----- SUPPLIED RECORDS
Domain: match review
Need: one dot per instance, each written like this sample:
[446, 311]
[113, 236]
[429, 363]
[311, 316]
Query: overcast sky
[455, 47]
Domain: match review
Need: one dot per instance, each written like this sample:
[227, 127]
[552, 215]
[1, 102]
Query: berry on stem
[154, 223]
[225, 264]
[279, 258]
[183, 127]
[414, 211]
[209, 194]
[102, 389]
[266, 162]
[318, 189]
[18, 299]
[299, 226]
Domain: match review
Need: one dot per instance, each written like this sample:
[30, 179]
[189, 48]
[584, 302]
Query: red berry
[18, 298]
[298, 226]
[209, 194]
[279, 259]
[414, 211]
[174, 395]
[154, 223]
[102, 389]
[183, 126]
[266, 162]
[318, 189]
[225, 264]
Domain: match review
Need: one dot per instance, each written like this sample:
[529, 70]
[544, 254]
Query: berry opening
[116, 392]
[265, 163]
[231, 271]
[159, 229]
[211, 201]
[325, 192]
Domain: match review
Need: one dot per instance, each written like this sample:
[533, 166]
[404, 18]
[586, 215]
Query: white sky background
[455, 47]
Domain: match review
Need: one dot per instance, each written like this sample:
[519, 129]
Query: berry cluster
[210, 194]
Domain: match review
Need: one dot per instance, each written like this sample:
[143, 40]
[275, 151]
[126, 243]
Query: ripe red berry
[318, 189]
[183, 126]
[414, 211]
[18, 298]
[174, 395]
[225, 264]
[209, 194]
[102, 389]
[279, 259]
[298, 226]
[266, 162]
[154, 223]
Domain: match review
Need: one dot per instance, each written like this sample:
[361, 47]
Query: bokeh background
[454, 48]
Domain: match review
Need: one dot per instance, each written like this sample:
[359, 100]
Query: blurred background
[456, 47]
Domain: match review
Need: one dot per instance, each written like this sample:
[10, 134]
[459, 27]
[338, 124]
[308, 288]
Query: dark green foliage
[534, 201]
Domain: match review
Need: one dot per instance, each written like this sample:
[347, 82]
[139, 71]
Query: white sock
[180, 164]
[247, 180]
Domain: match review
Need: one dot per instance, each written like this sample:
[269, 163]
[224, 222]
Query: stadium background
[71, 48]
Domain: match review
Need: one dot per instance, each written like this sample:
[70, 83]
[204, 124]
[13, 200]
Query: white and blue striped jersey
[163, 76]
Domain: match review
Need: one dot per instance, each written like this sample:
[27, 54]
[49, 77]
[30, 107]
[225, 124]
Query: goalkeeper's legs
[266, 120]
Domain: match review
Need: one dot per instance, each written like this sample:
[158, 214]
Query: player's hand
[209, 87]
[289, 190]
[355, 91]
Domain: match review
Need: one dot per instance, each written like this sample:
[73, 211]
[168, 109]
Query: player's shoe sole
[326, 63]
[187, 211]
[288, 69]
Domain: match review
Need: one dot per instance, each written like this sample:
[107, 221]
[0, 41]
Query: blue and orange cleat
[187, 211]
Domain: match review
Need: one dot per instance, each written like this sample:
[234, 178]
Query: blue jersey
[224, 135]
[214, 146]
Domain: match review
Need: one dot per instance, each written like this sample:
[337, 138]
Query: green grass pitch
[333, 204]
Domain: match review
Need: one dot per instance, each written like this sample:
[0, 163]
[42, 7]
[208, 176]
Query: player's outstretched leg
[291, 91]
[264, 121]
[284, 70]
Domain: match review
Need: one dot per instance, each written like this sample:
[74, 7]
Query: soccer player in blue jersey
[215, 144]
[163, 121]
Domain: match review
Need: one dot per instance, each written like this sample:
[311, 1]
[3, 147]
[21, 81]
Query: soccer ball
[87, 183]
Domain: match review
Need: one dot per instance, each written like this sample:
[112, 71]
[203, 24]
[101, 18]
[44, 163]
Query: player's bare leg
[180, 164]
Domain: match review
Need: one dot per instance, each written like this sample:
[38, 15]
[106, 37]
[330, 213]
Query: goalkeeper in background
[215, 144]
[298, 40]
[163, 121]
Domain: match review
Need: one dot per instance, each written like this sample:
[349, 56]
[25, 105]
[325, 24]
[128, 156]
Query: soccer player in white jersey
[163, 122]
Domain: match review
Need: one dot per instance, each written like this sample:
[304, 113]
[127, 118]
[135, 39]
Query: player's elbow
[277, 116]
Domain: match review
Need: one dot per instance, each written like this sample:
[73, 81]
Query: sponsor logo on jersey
----------
STATED GOAL:
Restate every line of the data word for word.

WRITTEN REPLY:
Domain: match review
Need: one dot per instance, each written like this sample:
[446, 311]
[113, 236]
[429, 363]
[311, 316]
Query: overcast sky
[455, 47]
Domain: match review
Need: one dot per instance, each written like this sample:
[227, 127]
[552, 215]
[1, 102]
Query: berry on stem
[154, 223]
[225, 264]
[279, 258]
[183, 127]
[414, 211]
[209, 194]
[102, 389]
[266, 162]
[318, 189]
[18, 299]
[299, 226]
Domain: match review
Need: one dot per instance, each written like this sample:
[30, 179]
[189, 48]
[584, 302]
Query: red berry
[18, 298]
[298, 226]
[209, 194]
[279, 259]
[414, 211]
[174, 395]
[154, 223]
[102, 389]
[183, 126]
[266, 162]
[318, 189]
[225, 264]
Domain: match review
Need: one dot per instance, each written like this sample:
[529, 70]
[544, 254]
Query: berry opening
[116, 392]
[265, 163]
[231, 271]
[159, 229]
[211, 201]
[325, 192]
Domain: match review
Need: one dot per instance, each written like this sample:
[533, 166]
[404, 18]
[586, 215]
Query: white sky background
[455, 47]
Domain: match review
Need: one dot per instance, each written like this sample:
[519, 129]
Query: berry cluster
[210, 194]
Domain: match review
Need: one dot per instance, each written like this sample:
[143, 40]
[275, 151]
[126, 243]
Query: ripe red berry
[318, 189]
[183, 126]
[414, 211]
[18, 298]
[174, 395]
[225, 264]
[209, 194]
[102, 389]
[279, 259]
[298, 226]
[266, 162]
[154, 223]
Domain: match review
Need: one dot per instance, each written like this sample:
[361, 47]
Query: bokeh background
[454, 48]
Domain: match review
Need: one dot per instance, each written like this sample:
[359, 100]
Query: blurred background
[456, 47]
Domain: match review
Need: one dot per instance, each written like this sample:
[10, 134]
[459, 27]
[338, 124]
[308, 288]
Query: dark green foliage
[534, 201]
Domain: match review
Need: one dot per instance, each written like this sample:
[347, 82]
[139, 71]
Query: white sock
[180, 164]
[247, 180]
Domain: match review
Need: one dot per instance, each written like this sample:
[269, 163]
[224, 222]
Query: stadium background
[71, 48]
Domain: match review
Need: one dot per instance, each written like this sample:
[70, 83]
[204, 124]
[13, 200]
Query: white and blue striped jersey
[163, 76]
Domain: match review
Need: one dot per instance, each written like this sample:
[27, 54]
[49, 77]
[30, 107]
[225, 124]
Query: goalkeeper's legs
[266, 120]
Domain: match review
Need: one dot per instance, each written like this sample:
[158, 214]
Query: player's hand
[209, 87]
[289, 190]
[355, 91]
Domain: match review
Need: one dot per instance, each written like this sample:
[73, 211]
[168, 109]
Query: player's shoe sole
[326, 63]
[187, 211]
[288, 69]
Domain: match review
Need: one dot per instance, each written like this sample:
[107, 221]
[0, 41]
Query: blue and orange cleat
[187, 211]
Domain: match review
Need: one dot per instance, each written like this sample:
[234, 178]
Query: blue jersey
[224, 135]
[214, 146]
Domain: match review
Need: one dot per instance, each written like this sample:
[337, 138]
Query: green grass pitch
[333, 204]
Domain: match review
Need: one dot per instance, each written like this sample:
[0, 163]
[42, 7]
[208, 176]
Query: player's outstretched leg
[291, 91]
[264, 121]
[284, 70]
Domain: match review
Need: one dot per instance, each written like this sample:
[74, 7]
Query: soccer player in blue jersey
[215, 144]
[163, 121]
Domain: match review
Need: one dot per instance, each written like this sample:
[311, 1]
[3, 147]
[21, 81]
Query: soccer ball
[87, 183]
Domain: match review
Need: one dot per instance, each written like this sample:
[112, 71]
[203, 24]
[101, 18]
[44, 163]
Query: player's bare leg
[180, 164]
Domain: match review
Need: one dot per instance, each written like this sample:
[38, 15]
[106, 37]
[330, 213]
Query: goalkeeper in background
[215, 144]
[298, 40]
[163, 121]
Domain: match review
Need: one dot per instance, each written like this sample:
[349, 56]
[25, 105]
[325, 24]
[128, 156]
Query: soccer player in white jersey
[163, 122]
Domain: match review
Need: one dot per instance, each written like this sample:
[304, 113]
[127, 118]
[135, 39]
Query: player's elbow
[277, 116]
Domain: match review
Need: one dot per instance, each written like this sample:
[73, 81]
Query: sponsor logo on jersey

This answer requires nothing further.